(Beginning of RECORDS FOR THE EXERCISE)

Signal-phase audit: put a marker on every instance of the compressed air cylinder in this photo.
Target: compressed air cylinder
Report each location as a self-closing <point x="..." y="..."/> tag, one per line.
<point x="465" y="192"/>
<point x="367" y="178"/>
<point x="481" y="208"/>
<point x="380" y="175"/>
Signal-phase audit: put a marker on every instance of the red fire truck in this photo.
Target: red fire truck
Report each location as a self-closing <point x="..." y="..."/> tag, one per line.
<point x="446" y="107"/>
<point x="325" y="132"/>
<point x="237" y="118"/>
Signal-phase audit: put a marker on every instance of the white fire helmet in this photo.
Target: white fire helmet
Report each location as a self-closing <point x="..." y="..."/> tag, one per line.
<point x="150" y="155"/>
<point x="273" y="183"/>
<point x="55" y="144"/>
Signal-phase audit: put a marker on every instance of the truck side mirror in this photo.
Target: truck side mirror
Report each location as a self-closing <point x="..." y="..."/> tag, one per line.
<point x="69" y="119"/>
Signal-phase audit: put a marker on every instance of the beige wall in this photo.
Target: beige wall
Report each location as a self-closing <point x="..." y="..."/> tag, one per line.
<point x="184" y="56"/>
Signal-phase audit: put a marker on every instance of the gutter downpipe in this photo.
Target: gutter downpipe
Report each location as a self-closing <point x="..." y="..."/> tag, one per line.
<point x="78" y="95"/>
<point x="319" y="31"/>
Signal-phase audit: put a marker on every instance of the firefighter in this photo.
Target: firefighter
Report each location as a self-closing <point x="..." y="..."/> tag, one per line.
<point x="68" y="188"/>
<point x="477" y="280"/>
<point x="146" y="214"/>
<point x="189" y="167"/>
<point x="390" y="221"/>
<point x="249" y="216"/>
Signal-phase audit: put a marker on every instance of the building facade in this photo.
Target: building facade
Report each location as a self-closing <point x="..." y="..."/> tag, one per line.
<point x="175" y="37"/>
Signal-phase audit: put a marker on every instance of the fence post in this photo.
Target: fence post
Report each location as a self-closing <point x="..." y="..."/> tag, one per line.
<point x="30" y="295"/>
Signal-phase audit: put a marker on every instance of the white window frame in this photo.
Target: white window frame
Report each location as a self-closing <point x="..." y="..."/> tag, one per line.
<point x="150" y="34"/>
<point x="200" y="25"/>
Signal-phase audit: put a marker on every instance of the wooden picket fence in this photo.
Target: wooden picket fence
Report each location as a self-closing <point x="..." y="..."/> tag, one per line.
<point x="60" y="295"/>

(End of RECORDS FOR THE EXERCISE)

Take the records above and return, word for word, only the lines that fall from the line with "Target: gutter downpipe" to the line with "Target: firefighter", both of them included.

Target: gutter downpipe
Report each location as a self-closing <point x="..." y="..."/> tag, one per line.
<point x="78" y="95"/>
<point x="319" y="31"/>
Signal-phase audit: put a marker on every instance of the firefighter in this photo.
Target: firefighter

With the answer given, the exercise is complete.